Dataset excerpts on object pointing
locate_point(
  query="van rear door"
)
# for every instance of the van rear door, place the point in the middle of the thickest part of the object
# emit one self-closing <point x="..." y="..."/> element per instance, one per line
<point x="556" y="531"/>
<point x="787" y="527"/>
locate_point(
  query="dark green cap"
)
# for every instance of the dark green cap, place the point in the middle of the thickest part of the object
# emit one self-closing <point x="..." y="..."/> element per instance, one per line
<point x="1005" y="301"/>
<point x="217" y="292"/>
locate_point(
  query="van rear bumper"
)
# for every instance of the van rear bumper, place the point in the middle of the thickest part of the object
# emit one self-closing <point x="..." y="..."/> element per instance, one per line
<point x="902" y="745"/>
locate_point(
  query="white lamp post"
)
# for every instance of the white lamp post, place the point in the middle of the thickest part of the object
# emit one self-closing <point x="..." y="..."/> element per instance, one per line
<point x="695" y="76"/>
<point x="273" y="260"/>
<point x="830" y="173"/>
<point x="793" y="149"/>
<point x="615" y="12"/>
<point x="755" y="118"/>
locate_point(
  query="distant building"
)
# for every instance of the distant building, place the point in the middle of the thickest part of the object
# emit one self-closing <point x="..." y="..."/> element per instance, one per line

■ WHAT IS EXPECTED:
Can you output the lines above as a Markdown table with the columns "Row" and "Line," numbering each row and leaving out blank lines?

■ ANSWER TO THIS TASK:
| Row | Line |
|---|---|
| 1 | locate_point( |
| 2 |   query="van rear door" |
| 3 | ) |
| 4 | # for every instance of the van rear door, place the point in the middle of the thickest part of the object |
| 5 | # emit one self-closing <point x="..." y="..."/> element per instance, one per line |
| 6 | <point x="556" y="531"/> |
| 7 | <point x="787" y="527"/> |
| 8 | locate_point( |
| 9 |   query="dark green cap" |
| 10 | ) |
| 11 | # for every instance of the dark green cap, place the point in the middle of the thickest part of the object |
| 12 | # emit one self-closing <point x="..." y="..."/> element per instance, one per line |
| 13 | <point x="1005" y="301"/> |
| 14 | <point x="217" y="292"/> |
| 15 | locate_point( |
| 16 |   query="van rear bumper" |
| 17 | ) |
| 18 | # for every instance of the van rear bumper, place the point in the middle of the thickest part of the object |
| 19 | # emit one self-closing <point x="..." y="..."/> element per instance, one per line |
| 20 | <point x="902" y="745"/> |
| 21 | locate_point( |
| 22 |   query="white lamp post" |
| 23 | ) |
| 24 | # for every instance of the white lamp post, place the point in the middle of the thickest part of the object |
| 25 | # emit one self-closing <point x="..." y="..."/> element per instance, one per line |
| 26 | <point x="695" y="76"/> |
| 27 | <point x="273" y="260"/> |
| 28 | <point x="830" y="173"/> |
| 29 | <point x="793" y="149"/> |
| 30 | <point x="615" y="12"/> |
| 31 | <point x="755" y="118"/> |
| 32 | locate_point( |
| 33 |   query="distant building" |
| 34 | ) |
| 35 | # for every instance of the distant building, place the point in the middle of the thickest part of the object |
| 36 | # emit one self-closing <point x="..." y="..."/> element per instance, one per line |